*** EXERCISE INPUTS ***

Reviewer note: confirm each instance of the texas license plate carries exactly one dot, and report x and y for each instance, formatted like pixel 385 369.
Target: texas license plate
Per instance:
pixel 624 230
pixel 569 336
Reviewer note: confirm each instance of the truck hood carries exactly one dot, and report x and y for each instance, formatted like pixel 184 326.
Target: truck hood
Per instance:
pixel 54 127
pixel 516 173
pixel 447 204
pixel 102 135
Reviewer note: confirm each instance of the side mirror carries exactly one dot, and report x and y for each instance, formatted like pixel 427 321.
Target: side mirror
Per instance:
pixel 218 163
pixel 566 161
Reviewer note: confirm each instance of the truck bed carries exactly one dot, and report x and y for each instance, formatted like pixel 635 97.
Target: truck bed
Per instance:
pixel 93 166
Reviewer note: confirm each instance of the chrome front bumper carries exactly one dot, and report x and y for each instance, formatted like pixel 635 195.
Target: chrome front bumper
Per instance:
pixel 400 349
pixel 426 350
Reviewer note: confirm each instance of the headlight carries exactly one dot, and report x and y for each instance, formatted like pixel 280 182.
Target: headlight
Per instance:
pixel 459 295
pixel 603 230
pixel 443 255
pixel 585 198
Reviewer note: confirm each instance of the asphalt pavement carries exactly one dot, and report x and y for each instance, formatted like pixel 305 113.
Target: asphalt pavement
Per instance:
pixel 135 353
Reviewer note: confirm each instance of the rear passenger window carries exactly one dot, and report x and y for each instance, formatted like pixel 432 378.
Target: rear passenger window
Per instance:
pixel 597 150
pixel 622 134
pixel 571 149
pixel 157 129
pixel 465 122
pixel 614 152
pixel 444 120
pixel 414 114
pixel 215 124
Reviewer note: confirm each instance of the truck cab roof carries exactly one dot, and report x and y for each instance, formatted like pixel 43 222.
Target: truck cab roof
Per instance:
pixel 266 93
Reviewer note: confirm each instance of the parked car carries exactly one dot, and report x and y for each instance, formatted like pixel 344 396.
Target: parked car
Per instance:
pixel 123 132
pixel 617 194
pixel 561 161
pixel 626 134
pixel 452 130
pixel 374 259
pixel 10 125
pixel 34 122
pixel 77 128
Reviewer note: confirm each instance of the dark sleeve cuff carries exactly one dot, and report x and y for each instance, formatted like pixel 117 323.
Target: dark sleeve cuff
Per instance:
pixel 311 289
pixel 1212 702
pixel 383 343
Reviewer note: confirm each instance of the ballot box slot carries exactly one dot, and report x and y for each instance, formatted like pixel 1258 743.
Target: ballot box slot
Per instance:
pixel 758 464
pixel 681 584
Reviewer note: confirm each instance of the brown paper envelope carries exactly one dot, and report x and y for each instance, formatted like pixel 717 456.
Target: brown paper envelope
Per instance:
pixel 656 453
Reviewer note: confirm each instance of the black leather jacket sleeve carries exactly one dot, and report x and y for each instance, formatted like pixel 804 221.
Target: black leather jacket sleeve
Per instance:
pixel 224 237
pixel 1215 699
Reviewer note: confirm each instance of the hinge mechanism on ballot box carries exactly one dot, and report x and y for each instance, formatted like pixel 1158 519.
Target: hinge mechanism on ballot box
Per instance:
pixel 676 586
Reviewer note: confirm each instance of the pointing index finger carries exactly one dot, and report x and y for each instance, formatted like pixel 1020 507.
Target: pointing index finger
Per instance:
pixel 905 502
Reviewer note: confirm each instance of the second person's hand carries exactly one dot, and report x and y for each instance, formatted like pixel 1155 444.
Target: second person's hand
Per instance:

***

** PROBLEM DETAILS **
In the entries above, the lines between the one holding "Reviewer note: confirm each instance of the truck hood" and the one holding "Reviewer note: confirm each instance of the side", inclusive, are to be printed exactly as written, and those alone.

** RESPONSE BELOW **
Reviewer note: confirm each instance of the truck hood carries exactly one dot, and report x and y for each instance, formatted like pixel 184 326.
Target: truck hood
Per instance:
pixel 54 127
pixel 516 173
pixel 447 204
pixel 102 135
Reviewer note: confirm each instance of the side mirror carries exactly one dot, and report x and y for each instance, formatted like pixel 427 321.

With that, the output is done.